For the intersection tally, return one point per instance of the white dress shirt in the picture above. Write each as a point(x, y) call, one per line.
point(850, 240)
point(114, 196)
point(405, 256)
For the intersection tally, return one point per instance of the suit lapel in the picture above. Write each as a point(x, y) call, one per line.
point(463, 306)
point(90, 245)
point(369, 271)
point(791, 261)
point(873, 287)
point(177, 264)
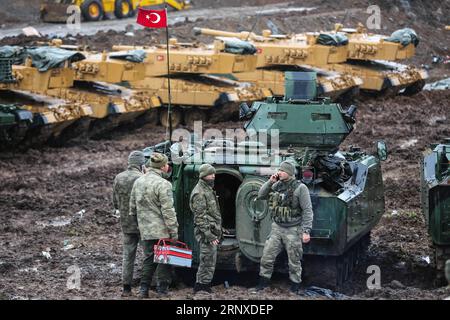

────────────────────────────────────────

Pull out every line of the records that contains the word "tally", and copy each one in full.

For the intersection tally, return one point per instance of the white dress shirt in the picture above. Write each as a point(x, y) call, one per line.
For the intersection tally, return one point per instance of the suit lapel in the picture above. Write each as a point(x, y) call, one per line.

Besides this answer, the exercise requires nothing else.